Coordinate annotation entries
◆ ◆ ◆ ◆ ◆ ◆ ◆

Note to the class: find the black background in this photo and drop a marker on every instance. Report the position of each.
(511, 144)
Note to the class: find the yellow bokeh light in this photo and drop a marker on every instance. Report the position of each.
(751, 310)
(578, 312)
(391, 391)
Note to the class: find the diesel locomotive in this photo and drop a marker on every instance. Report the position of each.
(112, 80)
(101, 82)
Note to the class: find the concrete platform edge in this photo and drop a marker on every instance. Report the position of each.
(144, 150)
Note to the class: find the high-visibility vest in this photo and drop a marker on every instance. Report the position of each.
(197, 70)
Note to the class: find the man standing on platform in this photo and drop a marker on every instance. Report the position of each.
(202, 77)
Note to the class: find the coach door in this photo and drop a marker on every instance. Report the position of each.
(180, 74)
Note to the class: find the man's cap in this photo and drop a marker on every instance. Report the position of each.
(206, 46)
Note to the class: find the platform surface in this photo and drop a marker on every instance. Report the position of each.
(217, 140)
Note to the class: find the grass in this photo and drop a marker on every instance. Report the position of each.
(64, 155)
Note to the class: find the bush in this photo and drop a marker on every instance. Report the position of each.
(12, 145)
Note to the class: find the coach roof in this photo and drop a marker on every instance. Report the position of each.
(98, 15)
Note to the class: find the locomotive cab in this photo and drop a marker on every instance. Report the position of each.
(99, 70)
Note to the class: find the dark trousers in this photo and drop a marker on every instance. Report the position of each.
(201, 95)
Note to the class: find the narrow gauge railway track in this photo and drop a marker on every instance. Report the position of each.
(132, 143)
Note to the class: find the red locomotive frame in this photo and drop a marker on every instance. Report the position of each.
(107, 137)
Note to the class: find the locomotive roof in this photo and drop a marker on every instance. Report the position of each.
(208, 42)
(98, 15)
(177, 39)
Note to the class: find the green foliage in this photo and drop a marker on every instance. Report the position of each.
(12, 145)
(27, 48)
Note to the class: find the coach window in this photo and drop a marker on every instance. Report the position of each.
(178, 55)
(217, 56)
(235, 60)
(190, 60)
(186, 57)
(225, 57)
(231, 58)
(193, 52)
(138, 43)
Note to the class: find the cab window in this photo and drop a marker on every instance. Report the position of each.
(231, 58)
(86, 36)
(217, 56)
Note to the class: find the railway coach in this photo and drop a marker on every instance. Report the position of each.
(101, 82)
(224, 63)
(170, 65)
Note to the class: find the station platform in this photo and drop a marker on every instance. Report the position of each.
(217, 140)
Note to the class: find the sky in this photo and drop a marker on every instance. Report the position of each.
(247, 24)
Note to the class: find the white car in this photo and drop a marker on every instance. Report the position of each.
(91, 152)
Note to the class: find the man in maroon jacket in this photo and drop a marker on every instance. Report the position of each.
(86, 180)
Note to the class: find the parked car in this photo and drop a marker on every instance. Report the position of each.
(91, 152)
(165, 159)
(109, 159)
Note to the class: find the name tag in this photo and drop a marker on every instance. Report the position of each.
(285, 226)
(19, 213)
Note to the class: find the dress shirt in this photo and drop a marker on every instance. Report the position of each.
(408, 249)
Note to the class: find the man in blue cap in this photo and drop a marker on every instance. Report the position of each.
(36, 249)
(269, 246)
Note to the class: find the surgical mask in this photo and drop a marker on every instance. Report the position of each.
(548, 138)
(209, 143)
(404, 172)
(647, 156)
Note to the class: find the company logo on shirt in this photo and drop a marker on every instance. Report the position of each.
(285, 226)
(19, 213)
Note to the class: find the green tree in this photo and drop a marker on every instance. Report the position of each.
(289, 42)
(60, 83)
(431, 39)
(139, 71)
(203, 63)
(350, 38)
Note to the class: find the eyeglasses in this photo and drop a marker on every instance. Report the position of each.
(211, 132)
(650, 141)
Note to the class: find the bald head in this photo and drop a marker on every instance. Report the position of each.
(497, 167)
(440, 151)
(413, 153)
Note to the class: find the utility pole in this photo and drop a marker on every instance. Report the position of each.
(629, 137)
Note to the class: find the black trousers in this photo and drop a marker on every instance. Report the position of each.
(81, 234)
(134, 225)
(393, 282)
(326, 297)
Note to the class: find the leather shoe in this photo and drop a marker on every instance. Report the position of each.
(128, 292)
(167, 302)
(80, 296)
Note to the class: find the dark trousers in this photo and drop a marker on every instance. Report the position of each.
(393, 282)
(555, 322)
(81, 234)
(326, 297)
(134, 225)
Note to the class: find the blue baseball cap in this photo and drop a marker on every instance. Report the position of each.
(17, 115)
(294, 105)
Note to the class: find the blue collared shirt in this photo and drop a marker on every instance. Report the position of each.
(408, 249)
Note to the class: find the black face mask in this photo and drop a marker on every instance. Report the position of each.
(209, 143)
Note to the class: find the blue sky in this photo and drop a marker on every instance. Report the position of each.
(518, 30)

◆ ◆ ◆ ◆ ◆ ◆ ◆

### SHORT PROBLEM
Output every line of the material above without any changes.

### RESULT
Note to the class: find the black background in this photo and drop a marker on every instance. Report the position of each.
(511, 144)
Note to the class: find the yellow bokeh light in this photo and drop a marker on every instance. Report the position of each.
(751, 310)
(578, 312)
(391, 391)
Note to the class: find the diesel locomotive in this photo and drop a marker on every instance. Report the position of each.
(112, 80)
(101, 82)
Note to the class: find the concrete platform edge in this photo and drop a marker on every instance. Report the position of each.
(144, 150)
Note to the class: find the high-visibility vest in this photo and drop a marker on every instance. Report the position of each.
(197, 70)
Note to the class: find the man standing on platform in this photo and drop a marker on every instance. Report the position of each.
(202, 77)
Note to the class: find the coach door in this photo and drop a marker on every instance. Report the position of each.
(180, 74)
Note to the class: find the man's cap in this photo and drop a marker on every instance. Report the position of each.
(206, 46)
Note to the class: find the platform surface in this photo and drop a marker on every instance. Report the position of each.
(217, 140)
Note to the class: find the grass in this photo and drop a marker on every instance. Report the position of each.
(64, 155)
Note to the class: find the bush in this photo and drop a marker on every instance. Report the position of each.
(12, 145)
Note to the class: find the coach roof in this photo and drop a marker on every instance. Report the position of each.
(98, 15)
Note to the class: find the locomotive cab in this photo and drop a marker on every instance. Report the position of each.
(99, 70)
Note to the class: find the dark trousers in this photo and drop a marker on every instance. Report the position of each.
(201, 95)
Note to the class: find the narrow gauge railway track in this photo and drop a marker on every instance. Report the position of each.
(132, 143)
Note to the class: find the red locomotive frame in this photo and drop a marker on every instance. Report the position of each.
(107, 137)
Note to the class: find the locomotive roof in this photo and drop a marker on every instance. Report the position of each.
(208, 42)
(98, 15)
(177, 39)
Note to the class: find the green foliage in this photo and drop a marker on every instance. Report the position of each.
(12, 145)
(27, 48)
Note to the class: find the coach window in this photo and drop a marker on every instance. Report the position of each.
(178, 55)
(217, 56)
(235, 60)
(190, 60)
(186, 57)
(225, 57)
(231, 58)
(193, 52)
(138, 43)
Note to the class: find the cab window in this photo and drop a marker on every instance. Report the position of each.
(231, 58)
(86, 36)
(217, 56)
Note to the class: find the railway coach in this photo and drop a marker on every instance. Report the position of each.
(101, 82)
(224, 63)
(170, 65)
Note to the class: find the station platform in this photo and drop a marker on every instance. Report the position of each.
(217, 140)
Note to the class: find the sky in this photo and drop a marker on every instance. Report the position of each.
(247, 24)
Note to the class: find the white car in this photo and drop a marker on every instance. Report the position of each.
(91, 152)
Note to the class: find the man in maroon jacket in this photo and drop a marker on every instance. Report the position of each.
(86, 180)
Note to the class: find the parked car in this photo and drop a marker on every instance. Report the position of each.
(91, 152)
(165, 159)
(109, 159)
Note to the class: find the name tag in this photo and drop a marker on every instance. Report the position of each.
(285, 226)
(19, 213)
Note to the class: find the dress shirt in this photo and drop a marker on every instance. Report the position of each.
(408, 249)
Note to the class: find the man in blue cap in this photo and drop a marker on every instance. Report the position of each.
(36, 249)
(269, 246)
Note to the class: find the surgical mask in this photo and drop a marker on every instance. Report the position of each.
(548, 138)
(209, 143)
(404, 172)
(647, 156)
Note to the class: find the company logo on shirt in this photo and drop a marker on every instance. Report the position of each.
(285, 226)
(19, 213)
Note to the class: find the green tree in this photo and drop a marker on every instance. Report the position of each.
(289, 42)
(60, 83)
(431, 39)
(139, 71)
(203, 63)
(350, 38)
Note to the class: find the eyeglasses in this photo and drop a marker on every instance. Report the position of each.
(211, 132)
(650, 141)
Note to the class: find the bald head in this photo and drop a marker on every instance. Report the position of each.
(497, 167)
(440, 151)
(413, 153)
Note to the class: find the utility pole in this photo and drop a marker on every instance. Report the position of each.
(629, 137)
Note to the class: find the black trousers in this photo and drop a marker on every instance. Report the position of each.
(81, 234)
(134, 225)
(393, 282)
(326, 297)
Note to the class: find the leather shoe in this photo and drop a marker on every instance. Report the position of each.
(128, 292)
(167, 302)
(80, 296)
Note to the class: find the dark trousers in this photo and drop a marker on every instance. Report the position of each.
(393, 282)
(555, 322)
(81, 234)
(326, 297)
(134, 225)
Note to the class: find the blue baseball cap in this photo and drop a marker on every instance. Report the position of each.
(17, 115)
(294, 105)
Note to the class: find the blue collared shirt in this photo and drop a marker on every instance. Report the position of each.
(408, 249)
Note to the class: find the black face mask in this photo and drop a marker on every instance. Report the position of each.
(209, 143)
Note to the class: find the blue sky in this photo and drop a marker on every instance. Report the position of each.
(518, 30)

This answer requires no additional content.